El hotel se llama Kings pero no hay señales de cortinados de terciopelo, ni de pajes, ni de arlequines, ni de protocolo. Será para reyes en el exilio, para monarcas que fueron destronados por plebes reivindicadoras y decidieron huir al anonimato de una habitación a 28 pesos la noche. Ya por teléfono me había parecido sospechoso. “Te doy la habitación interna”, me dijo el conserje, “son 28 pesos por noche”. Quise saber cuál era la definición de interna: “¿Tiene ventanas?”. “Sí, una ventana grande.” El tamaño, como siempre, no es lo único que importa. “¿Entra luz?” “Si, da a un pulmón interno.” Todo respecto a esta habitación parecía ser interno. Me estaba yendo a un internado. La habitación, es efectivamente, interna. El pulmón es un túnel que se extiende hacia arriba como 15 pisos, tengo que sacar la mitad del cuerpo por la ventana para ver el cuadradito de cielo nublado. La fórmica, marrón simil madera, doblada por la humedad. El óxido mordisqueando el borde de todas las cosas. Una cama doble con un cubrecamas que alguna vez fue azul y ahora, luego de la erosión de las lavandinas, viró a celeste. Un ventilador de techo que se mueve demasiado. El baño con la pileta, el inodoro, el bidet y la ducha dispuestos en fila, y con un sospechoso secador como parte del mobiliario: me duché y el agua se negaba a volcarse en la rejilla, la tuve que empujar y ni siquiera así. La cama parece doble pero en realidad tiene el colchón partido, son dos colchones individuales, de goma espuma achatada.
Prendí el ventilador y me acosté en la cama. El calor era sofocante. Abrí la ventana. Las paredes son finas y se escucha todo, incluso el ruido de alguien lavando platos y cubiertos (se ve que la cocina está cerca). Después un canario, frenético, ejecutando un solo de trinos y gorgeos. Después martillazos, porque se viene la temporada más fuerte de los últimos años y hay que clavar, pintar, revocar, serruchar, limar y enbaldosar. Dormí cuatro horas. Me desperté y fui hasta la playa. No llegué hasta el agua, el viento me llenaba los ojos de arena. Me senté en las gradas de la rambla. Un viejo había instalado un amplificador y pasaba temas de Rodrigo, sobre los que hacía una especie de playback. Dos jubiladas / se toman las manos / prenden un grabador / y bailan / Rodrigo / de verdad. Tropiezan, trastabillan, nadie aplaude, pasa el churrero, pasa el que vende pantuflas a 5 pesos, pasan los torsos desnudos, las panzas llenas de churros, los pies calzando ojotas de 5 pesos.

◇ ◇ ◇ ◇

### Lista de tareas
1. Responde estas preguntas sobre el texto, cada una en su línea:
(a) ¿Cuánto cuesta por noche la habitación interna?
(b) ¿Cuántas horas se duerme antes de ir a la playa?
(c) ¿A qué precio vende pantuflas el vendedor que pasa por la rambla?
2. Resume el texto en dos oraciones, por favor.
No hace falta consultar los datos.

◇ ◇ ◇ ◇

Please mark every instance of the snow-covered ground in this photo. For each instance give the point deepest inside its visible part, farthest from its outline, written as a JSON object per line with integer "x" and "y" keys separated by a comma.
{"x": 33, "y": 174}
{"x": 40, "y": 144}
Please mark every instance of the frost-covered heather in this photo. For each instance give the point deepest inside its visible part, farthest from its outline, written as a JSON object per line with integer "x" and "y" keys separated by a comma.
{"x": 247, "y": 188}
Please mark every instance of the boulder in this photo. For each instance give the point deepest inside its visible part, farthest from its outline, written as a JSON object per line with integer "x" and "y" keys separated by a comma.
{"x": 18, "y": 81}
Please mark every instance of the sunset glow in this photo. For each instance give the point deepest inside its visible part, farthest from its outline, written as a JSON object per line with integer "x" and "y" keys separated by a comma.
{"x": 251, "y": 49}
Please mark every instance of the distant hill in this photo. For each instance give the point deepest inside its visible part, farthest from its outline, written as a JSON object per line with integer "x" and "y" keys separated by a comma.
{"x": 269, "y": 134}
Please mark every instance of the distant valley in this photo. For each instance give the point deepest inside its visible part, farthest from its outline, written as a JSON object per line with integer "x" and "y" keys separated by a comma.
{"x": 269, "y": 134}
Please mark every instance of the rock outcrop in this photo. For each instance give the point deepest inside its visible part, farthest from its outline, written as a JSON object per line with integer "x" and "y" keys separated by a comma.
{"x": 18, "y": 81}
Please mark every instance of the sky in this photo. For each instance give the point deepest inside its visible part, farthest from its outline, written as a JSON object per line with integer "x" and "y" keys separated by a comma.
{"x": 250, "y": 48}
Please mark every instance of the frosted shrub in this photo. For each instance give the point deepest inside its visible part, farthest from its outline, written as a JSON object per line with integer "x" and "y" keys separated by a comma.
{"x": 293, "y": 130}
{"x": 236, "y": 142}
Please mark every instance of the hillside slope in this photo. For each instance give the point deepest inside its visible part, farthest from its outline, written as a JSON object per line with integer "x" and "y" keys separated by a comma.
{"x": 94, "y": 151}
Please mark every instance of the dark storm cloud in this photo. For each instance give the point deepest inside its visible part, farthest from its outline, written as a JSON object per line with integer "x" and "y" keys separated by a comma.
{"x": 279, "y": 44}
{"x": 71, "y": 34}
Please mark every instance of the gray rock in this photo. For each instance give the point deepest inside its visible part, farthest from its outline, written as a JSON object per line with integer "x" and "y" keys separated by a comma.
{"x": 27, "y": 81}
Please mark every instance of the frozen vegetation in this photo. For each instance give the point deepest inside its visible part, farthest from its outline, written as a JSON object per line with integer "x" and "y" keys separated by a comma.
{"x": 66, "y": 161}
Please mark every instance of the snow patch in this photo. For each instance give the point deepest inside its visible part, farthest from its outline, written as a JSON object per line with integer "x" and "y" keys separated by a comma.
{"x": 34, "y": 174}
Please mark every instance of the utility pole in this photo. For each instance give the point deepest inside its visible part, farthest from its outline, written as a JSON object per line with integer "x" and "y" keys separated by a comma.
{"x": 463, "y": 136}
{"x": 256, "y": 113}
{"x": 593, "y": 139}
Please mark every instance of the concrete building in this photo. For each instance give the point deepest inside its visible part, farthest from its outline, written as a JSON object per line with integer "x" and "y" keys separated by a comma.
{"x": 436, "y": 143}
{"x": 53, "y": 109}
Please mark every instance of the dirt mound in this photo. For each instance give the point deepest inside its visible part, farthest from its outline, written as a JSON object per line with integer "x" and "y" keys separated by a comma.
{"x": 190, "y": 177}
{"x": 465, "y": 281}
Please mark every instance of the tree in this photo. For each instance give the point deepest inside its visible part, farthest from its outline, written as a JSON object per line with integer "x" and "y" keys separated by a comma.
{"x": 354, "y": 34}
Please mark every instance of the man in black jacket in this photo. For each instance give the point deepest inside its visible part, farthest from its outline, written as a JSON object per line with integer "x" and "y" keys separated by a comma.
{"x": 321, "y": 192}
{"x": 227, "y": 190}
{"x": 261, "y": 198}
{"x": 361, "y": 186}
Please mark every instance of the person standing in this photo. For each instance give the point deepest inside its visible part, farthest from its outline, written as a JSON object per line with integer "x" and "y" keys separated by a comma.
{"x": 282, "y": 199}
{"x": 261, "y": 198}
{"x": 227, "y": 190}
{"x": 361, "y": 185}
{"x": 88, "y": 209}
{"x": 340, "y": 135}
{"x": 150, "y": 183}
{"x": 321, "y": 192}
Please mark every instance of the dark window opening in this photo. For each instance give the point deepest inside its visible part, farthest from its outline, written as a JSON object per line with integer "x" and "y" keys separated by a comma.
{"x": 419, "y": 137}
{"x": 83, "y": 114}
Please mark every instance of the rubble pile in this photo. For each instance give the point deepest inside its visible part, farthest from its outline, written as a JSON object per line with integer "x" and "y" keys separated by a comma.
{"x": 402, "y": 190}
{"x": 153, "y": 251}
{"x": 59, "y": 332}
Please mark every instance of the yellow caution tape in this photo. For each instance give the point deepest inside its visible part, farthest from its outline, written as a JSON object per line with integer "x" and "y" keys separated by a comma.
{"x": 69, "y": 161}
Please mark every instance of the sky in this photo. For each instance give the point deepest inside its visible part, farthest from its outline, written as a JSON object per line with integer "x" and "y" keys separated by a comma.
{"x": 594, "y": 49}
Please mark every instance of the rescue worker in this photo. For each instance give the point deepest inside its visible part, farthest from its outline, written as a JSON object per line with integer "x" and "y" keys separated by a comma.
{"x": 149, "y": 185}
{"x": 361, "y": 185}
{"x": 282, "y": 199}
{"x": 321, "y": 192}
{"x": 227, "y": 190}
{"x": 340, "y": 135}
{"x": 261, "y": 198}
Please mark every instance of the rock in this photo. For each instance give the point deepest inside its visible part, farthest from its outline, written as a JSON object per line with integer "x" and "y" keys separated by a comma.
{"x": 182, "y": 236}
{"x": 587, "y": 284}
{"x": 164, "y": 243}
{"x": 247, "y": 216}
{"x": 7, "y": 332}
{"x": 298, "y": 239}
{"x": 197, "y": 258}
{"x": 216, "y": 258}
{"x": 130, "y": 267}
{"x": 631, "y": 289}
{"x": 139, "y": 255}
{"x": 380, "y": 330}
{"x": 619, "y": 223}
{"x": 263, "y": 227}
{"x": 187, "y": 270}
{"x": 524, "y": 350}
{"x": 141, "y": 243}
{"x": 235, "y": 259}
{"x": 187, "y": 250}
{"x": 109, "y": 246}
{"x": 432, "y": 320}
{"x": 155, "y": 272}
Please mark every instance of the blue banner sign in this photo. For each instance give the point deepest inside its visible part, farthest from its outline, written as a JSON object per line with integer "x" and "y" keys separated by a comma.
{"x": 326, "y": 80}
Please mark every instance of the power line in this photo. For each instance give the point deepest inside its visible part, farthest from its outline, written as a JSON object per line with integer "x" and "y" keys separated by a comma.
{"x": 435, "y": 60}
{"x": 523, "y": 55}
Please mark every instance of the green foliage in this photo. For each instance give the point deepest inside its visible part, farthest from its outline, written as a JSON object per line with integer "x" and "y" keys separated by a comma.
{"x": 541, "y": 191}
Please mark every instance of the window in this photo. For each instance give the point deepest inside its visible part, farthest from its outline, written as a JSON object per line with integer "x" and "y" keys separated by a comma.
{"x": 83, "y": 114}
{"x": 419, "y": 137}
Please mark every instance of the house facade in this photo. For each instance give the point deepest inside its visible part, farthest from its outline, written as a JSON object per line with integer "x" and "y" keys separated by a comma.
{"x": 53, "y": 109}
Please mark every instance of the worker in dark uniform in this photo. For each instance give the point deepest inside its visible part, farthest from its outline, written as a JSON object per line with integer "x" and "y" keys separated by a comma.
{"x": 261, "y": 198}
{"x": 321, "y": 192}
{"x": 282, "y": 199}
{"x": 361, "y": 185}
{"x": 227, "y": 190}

◇ ◇ ◇ ◇

### Respuestas esperadas
1.
(a) 28 pesos.
(b) Cuatro horas.
(c) A 5 pesos.

2. El texto describe la habitación interna del hotel Kings, que cuesta 28 pesos la noche y tiene una ventana a un pulmón interno, humedad, óxido y una ducha cuya agua no se va por la rejilla. Después de dormir cuatro horas entre ruidos de platos, un canario y martillazos, quien narra va a la playa, se sienta en las gradas de la rambla y ve a dos jubiladas bailar temas de Rodrigo.